__TEXT BLOCK__.
= = = =

How many consumers and businesses use your service? In how many states do you operate?
The exact number of our clients is proprietary information, but it is several hundred. We have been operational in Washington State for nearly two years and are a licensed money transmitter in Oregon and Arizona.
What are your growth projections? Do you plan to expand your services?
We plan on expanding our services to every state that has 1) legalized medical or adult-use/recreational cannabis and 2) a statewide seed-to-sale traceability system. As of right now, we plan to expand to Colorado and Arizona this summer, followed by Alaska, Nevada, Florida, and California by the end of 2017.
In what areas of compliance does the industry perform best, and in what areas does it need the most improvement?
From what we have seen, the industry is excelling at security and protection issues. Our clients’ surveillance systems cover all the areas they need to cover. Naturally, this is important because security and safety are major concerns in the industry.

= = = =

__TASKS__.
A) Using the interview above, decide whether each statement agrees with it: (i) the company has been operating in Washington State for about two years, (ii) the company reveals its exact number of clients, and (iii) the company plans to expand to Colorado and Arizona this summer. Answer yes or no for each, and quote the words from the interview that decide it.
B) Answer these questions from the interview above:
(i) In which two states is the company a licensed money transmitter?
(ii) Which states does the company plan to expand to by the end of 2017?
(iii) In what area does the industry excel, according to the company?
C) Copy the interview word for word, starting with "We plan on expanding" and going on through "the most improvement?".

Saved entries:
= = = =

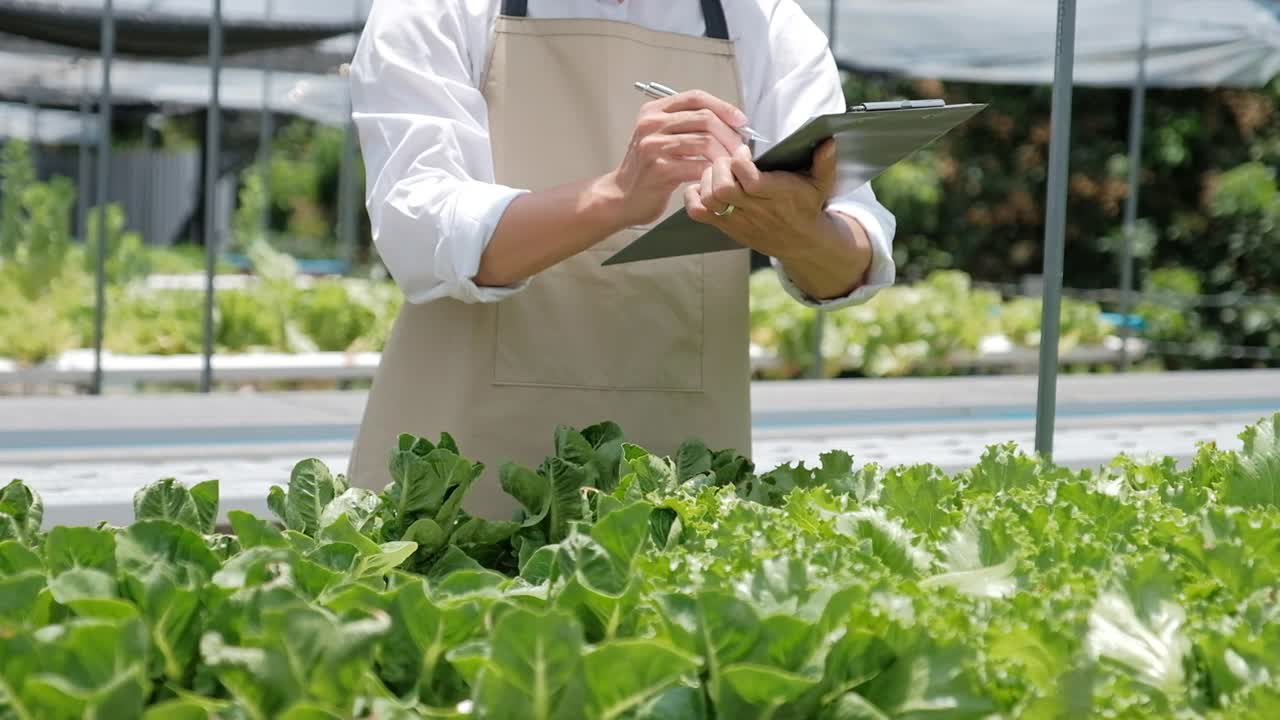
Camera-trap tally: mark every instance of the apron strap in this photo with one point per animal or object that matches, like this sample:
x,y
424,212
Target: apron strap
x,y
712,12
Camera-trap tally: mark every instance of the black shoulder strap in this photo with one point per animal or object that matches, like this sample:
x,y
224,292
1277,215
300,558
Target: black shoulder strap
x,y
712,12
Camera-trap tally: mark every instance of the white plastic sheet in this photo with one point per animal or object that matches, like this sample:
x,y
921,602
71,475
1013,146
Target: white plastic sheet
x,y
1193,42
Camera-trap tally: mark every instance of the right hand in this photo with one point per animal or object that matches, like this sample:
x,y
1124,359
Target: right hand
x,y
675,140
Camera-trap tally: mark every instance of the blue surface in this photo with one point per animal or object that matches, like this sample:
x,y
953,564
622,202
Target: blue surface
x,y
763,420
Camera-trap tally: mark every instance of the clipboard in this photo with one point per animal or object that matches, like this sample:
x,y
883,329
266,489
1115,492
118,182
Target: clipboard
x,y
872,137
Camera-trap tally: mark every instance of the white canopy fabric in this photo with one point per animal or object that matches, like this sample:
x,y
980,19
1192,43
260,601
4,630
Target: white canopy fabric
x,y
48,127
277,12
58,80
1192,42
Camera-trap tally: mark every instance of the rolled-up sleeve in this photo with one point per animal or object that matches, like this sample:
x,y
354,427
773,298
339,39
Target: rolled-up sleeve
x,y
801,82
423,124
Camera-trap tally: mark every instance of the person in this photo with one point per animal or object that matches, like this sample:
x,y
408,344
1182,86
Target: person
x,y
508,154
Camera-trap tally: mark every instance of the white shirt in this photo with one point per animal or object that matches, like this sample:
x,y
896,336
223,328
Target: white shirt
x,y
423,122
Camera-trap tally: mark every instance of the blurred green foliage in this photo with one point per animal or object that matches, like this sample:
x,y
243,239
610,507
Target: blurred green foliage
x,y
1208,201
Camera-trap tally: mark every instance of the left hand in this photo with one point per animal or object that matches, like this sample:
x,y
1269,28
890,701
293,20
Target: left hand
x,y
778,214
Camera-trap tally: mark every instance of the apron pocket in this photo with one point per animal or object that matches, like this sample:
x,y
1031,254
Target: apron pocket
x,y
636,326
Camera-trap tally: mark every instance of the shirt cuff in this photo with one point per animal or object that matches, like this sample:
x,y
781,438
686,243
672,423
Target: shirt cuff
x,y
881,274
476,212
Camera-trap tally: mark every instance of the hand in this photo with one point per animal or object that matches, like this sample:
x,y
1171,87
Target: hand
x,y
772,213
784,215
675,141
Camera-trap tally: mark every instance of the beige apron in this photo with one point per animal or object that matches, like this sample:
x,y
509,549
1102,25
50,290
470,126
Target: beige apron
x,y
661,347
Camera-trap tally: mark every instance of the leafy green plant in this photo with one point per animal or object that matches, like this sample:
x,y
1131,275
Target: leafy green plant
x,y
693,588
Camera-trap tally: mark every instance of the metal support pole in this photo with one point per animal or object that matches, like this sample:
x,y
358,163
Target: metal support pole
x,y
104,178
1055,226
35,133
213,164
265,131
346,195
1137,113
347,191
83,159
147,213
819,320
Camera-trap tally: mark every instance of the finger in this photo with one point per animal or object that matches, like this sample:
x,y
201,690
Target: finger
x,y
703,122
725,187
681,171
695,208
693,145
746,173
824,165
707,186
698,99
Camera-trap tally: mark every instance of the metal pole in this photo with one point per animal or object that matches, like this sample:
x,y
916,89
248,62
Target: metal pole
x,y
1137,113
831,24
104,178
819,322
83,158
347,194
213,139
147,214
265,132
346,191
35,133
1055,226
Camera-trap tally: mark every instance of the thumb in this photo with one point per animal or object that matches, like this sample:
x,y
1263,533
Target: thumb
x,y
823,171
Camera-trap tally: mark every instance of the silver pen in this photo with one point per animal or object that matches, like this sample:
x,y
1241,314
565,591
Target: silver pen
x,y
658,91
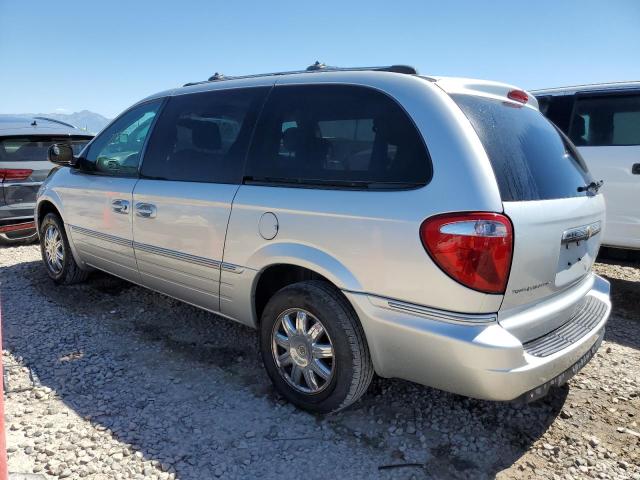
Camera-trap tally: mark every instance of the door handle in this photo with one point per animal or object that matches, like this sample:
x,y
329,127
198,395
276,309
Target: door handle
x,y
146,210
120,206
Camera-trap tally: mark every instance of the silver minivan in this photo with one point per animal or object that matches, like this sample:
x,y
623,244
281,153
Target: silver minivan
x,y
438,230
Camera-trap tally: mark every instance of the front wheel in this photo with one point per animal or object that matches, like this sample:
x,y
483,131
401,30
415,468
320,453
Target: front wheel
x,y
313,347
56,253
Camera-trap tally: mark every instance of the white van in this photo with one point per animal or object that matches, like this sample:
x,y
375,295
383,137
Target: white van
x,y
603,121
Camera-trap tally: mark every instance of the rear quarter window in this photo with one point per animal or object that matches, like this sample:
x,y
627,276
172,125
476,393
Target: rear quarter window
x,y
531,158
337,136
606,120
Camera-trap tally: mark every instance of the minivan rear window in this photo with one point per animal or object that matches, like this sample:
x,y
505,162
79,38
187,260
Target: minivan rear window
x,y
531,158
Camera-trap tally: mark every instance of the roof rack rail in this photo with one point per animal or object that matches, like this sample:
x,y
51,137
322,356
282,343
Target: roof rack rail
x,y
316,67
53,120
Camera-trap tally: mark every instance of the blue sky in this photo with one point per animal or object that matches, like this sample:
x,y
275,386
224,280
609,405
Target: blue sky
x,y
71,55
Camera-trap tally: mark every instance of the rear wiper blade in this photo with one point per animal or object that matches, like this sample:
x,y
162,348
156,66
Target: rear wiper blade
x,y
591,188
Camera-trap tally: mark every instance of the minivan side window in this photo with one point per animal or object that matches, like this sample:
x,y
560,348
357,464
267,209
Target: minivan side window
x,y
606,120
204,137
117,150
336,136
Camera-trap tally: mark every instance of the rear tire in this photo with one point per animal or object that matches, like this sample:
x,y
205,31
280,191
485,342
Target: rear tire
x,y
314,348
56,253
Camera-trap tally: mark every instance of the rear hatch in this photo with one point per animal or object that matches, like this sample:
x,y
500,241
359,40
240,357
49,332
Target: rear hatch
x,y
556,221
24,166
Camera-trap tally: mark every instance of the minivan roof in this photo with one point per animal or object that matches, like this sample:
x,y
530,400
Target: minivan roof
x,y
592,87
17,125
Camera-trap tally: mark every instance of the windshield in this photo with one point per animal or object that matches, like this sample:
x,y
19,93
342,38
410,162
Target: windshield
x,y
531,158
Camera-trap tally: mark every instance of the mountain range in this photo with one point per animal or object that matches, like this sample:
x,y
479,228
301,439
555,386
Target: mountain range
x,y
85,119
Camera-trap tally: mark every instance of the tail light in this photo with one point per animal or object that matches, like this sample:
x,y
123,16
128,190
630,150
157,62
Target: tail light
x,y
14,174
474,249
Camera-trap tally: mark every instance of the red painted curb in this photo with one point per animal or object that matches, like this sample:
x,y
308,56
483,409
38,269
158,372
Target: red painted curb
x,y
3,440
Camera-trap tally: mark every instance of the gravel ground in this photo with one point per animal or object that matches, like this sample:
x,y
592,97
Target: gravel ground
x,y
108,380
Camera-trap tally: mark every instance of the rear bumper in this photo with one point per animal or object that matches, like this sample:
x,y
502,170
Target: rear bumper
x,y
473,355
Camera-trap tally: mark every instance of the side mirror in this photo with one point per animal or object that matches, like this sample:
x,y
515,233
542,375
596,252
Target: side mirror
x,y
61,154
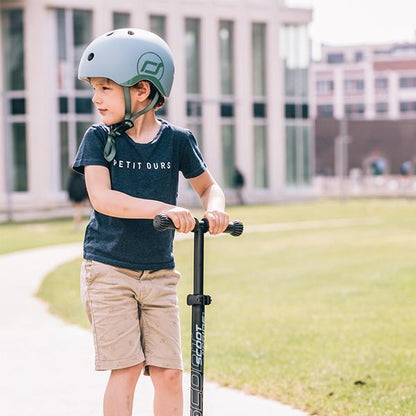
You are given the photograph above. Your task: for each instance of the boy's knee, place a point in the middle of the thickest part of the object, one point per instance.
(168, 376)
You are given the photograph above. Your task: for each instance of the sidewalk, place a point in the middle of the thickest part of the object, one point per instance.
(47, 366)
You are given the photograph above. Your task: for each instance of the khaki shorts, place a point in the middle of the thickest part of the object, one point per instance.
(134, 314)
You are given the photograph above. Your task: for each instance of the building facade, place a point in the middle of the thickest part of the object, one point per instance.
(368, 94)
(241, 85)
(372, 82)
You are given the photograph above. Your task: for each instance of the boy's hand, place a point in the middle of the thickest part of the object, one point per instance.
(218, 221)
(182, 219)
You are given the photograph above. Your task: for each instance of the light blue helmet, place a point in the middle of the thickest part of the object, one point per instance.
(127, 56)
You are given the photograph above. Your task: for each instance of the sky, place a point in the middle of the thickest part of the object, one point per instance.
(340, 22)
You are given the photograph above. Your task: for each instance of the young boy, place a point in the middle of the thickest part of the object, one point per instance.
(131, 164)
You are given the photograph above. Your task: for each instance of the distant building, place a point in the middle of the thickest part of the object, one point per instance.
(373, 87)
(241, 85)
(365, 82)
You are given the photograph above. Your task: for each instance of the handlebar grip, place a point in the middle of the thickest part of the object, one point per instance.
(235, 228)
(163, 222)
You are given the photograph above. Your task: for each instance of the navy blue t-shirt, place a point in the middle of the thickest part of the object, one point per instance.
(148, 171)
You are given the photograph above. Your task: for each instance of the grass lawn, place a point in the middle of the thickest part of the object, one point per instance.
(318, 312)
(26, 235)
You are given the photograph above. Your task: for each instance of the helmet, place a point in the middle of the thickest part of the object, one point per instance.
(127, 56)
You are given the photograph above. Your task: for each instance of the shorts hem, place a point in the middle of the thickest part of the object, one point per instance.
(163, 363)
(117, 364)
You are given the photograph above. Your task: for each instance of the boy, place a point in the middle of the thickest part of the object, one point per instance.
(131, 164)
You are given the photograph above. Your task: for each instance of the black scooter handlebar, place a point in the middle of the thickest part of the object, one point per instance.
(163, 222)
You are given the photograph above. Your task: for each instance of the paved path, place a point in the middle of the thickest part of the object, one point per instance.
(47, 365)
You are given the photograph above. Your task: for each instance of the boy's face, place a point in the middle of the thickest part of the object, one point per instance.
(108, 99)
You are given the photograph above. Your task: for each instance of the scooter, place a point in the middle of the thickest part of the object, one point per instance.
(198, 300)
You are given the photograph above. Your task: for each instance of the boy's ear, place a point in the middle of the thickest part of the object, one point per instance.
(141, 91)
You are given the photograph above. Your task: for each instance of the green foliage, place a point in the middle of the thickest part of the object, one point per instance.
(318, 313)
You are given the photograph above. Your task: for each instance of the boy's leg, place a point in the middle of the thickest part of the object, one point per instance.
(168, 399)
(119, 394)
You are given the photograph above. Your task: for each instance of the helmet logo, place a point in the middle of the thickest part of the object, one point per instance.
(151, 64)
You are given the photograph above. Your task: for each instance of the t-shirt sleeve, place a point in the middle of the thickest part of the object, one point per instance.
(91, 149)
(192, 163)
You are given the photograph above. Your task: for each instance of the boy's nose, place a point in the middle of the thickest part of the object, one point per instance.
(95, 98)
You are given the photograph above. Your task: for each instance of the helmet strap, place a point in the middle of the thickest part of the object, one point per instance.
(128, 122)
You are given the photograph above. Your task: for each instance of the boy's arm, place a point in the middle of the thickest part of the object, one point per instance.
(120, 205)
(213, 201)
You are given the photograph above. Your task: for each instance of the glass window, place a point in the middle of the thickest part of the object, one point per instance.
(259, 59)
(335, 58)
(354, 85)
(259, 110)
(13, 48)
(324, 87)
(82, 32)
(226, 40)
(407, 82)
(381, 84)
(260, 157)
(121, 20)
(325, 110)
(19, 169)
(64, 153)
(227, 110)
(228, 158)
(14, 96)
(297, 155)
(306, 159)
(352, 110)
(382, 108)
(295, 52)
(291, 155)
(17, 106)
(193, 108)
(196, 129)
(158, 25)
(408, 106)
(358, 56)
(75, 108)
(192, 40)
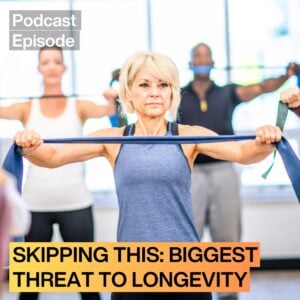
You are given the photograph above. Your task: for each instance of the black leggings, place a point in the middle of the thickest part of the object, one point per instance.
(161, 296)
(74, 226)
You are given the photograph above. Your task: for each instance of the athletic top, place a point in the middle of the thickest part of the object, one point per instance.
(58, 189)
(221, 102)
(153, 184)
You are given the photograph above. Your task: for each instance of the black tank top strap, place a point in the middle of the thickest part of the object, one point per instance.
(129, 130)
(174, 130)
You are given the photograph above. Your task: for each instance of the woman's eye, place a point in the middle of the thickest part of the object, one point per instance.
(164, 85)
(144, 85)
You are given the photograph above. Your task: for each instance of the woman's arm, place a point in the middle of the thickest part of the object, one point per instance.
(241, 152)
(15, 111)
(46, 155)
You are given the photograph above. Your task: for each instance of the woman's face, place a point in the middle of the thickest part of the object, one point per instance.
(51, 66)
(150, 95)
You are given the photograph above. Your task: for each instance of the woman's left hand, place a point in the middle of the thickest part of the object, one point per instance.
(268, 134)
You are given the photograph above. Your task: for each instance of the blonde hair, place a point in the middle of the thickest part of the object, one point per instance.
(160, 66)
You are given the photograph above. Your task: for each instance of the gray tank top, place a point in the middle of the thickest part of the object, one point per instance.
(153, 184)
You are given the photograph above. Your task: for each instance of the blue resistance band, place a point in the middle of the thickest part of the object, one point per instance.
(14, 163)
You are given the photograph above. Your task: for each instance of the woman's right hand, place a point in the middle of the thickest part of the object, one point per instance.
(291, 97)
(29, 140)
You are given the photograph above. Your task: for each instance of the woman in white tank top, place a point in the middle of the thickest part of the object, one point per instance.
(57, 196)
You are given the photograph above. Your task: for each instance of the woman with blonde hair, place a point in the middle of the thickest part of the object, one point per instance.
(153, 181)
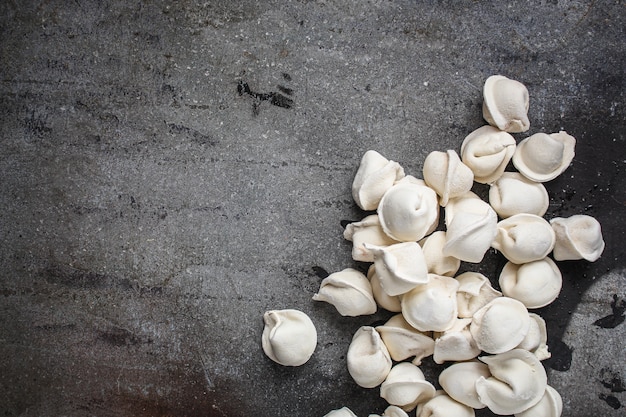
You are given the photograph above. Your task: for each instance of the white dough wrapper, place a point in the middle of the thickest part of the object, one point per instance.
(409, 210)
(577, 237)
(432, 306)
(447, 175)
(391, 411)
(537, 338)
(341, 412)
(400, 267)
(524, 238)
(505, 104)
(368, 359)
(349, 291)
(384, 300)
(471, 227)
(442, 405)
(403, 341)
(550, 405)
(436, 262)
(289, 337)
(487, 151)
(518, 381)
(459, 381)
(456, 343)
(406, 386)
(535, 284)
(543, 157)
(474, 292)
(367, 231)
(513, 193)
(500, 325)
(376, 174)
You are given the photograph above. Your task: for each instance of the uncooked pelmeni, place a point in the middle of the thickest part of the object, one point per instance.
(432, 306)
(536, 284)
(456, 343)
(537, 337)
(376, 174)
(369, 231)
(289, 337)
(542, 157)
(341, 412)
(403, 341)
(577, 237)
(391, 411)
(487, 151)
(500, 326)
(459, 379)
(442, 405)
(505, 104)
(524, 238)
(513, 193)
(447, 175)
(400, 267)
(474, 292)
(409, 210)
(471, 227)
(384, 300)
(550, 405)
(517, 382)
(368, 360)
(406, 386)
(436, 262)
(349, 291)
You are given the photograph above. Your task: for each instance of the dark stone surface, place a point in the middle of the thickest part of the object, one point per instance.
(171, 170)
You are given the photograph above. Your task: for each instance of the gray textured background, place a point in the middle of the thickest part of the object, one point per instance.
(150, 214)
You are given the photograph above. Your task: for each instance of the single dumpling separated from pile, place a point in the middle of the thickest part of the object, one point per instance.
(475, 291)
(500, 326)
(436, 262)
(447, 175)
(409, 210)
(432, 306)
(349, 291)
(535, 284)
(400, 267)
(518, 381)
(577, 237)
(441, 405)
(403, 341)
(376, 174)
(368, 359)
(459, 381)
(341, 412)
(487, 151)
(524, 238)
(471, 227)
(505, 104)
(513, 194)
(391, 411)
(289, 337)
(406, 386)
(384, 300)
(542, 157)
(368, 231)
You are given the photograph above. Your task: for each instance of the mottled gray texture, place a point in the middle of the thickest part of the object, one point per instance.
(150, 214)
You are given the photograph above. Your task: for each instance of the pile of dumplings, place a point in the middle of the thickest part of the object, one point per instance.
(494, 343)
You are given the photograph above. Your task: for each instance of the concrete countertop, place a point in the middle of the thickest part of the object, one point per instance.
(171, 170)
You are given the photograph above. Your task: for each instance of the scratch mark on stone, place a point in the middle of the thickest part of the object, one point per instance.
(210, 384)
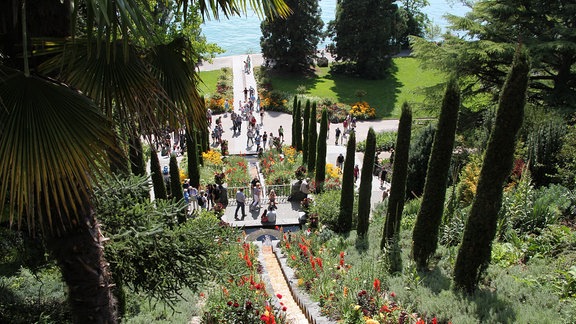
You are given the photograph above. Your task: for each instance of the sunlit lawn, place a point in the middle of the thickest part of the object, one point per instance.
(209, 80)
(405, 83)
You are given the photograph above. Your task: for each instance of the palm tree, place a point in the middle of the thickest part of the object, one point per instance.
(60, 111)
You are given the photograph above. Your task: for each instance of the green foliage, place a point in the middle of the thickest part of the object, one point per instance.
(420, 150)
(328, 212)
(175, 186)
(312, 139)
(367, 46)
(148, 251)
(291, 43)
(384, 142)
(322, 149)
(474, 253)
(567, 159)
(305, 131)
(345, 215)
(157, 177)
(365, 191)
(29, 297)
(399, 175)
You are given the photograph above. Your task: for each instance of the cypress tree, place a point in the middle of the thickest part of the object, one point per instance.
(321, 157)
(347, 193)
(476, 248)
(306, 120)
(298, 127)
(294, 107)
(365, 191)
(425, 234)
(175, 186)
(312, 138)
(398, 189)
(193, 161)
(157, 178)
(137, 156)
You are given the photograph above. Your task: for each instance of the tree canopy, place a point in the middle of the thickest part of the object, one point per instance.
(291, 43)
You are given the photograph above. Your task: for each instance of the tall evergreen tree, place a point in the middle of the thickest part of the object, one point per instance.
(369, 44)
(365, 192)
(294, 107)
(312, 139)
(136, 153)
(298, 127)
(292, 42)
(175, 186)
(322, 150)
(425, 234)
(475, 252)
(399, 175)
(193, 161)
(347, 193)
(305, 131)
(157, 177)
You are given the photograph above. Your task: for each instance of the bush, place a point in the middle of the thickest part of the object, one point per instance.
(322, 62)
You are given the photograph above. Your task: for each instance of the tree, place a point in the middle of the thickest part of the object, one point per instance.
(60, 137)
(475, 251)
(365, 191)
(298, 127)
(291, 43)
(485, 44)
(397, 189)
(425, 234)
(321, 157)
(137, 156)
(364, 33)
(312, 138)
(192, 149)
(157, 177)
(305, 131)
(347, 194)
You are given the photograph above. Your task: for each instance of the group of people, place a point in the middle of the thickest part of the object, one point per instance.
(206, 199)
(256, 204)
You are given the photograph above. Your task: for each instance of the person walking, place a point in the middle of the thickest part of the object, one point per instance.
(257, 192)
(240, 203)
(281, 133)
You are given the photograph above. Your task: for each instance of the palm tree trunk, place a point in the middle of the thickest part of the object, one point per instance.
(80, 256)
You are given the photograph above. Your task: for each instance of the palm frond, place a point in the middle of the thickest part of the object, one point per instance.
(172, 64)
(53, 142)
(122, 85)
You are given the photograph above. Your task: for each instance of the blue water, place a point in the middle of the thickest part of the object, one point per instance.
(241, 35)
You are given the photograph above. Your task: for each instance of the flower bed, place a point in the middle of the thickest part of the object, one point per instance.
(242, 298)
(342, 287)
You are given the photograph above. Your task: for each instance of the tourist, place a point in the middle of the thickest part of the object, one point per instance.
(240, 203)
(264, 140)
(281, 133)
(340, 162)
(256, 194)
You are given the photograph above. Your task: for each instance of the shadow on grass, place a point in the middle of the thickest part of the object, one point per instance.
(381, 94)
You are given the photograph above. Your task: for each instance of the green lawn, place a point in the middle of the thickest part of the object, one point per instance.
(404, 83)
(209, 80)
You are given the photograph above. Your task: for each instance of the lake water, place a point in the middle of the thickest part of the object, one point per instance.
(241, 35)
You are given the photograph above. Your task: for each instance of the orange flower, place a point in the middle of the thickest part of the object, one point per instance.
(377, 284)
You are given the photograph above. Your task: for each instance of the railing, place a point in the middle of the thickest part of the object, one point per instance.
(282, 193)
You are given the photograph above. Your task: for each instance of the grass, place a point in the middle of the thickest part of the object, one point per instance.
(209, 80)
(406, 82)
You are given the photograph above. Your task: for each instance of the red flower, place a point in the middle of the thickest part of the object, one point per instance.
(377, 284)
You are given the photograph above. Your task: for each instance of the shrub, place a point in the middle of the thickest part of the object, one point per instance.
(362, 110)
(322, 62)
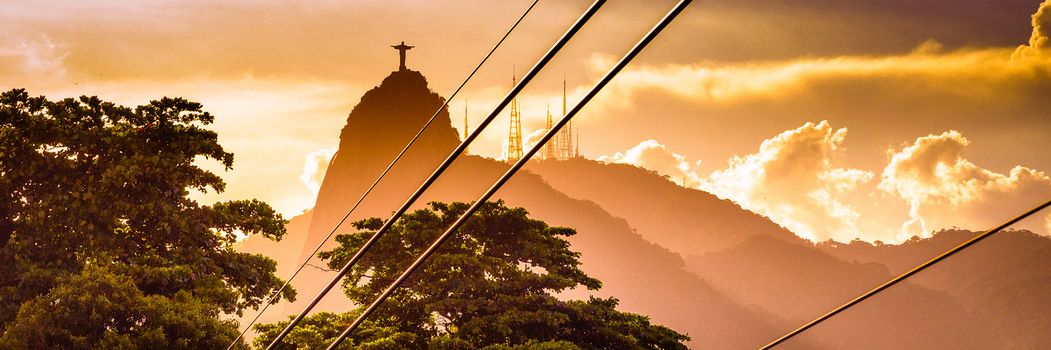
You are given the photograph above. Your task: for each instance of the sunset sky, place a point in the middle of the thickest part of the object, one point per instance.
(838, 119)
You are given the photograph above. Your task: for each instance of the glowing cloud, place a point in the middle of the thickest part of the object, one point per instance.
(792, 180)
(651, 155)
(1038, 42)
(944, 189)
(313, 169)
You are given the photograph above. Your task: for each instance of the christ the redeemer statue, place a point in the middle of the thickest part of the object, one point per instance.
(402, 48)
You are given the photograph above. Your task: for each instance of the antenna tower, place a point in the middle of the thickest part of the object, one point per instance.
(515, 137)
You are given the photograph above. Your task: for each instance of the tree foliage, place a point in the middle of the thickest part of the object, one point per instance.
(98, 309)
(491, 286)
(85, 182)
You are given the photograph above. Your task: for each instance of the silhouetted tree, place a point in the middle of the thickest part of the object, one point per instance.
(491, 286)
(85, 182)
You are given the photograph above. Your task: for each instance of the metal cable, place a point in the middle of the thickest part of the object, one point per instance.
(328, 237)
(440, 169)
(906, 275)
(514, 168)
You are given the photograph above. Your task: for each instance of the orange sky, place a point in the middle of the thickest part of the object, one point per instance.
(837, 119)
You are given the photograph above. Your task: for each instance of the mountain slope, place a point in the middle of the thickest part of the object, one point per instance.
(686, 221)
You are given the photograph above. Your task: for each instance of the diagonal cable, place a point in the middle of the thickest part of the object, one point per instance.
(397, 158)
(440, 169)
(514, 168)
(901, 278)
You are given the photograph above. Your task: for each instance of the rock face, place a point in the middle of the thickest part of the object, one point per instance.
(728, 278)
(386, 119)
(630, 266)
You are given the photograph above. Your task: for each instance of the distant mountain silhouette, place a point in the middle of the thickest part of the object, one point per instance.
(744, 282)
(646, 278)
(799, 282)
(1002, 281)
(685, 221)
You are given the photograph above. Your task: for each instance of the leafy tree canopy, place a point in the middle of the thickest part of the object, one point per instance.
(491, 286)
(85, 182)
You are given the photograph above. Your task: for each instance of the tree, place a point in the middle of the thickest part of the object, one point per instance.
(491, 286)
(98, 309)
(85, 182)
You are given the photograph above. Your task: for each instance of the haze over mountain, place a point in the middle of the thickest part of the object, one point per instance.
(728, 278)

= = = =

__EXERCISE RESPONSES__.
A)
(i) Yes: "We have been operational in Washington State for nearly two years"
(ii) No: "The exact number of our clients is proprietary information"
(iii) Yes: "we plan to expand to Colorado and Arizona this summer"

B)
(i) Oregon and Arizona
(ii) Alaska, Nevada, Florida, and California
(iii) Security and protection issues

C)
We plan on expanding our services to every state that has 1) legalized medical or adult-use/recreational cannabis and 2) a statewide seed-to-sale traceability system. As of right now, we plan to expand to Colorado and Arizona this summer, followed by Alaska, Nevada, Florida, and California by the end of 2017.
In what areas of compliance does the industry perform best, and in what areas does it need the most improvement?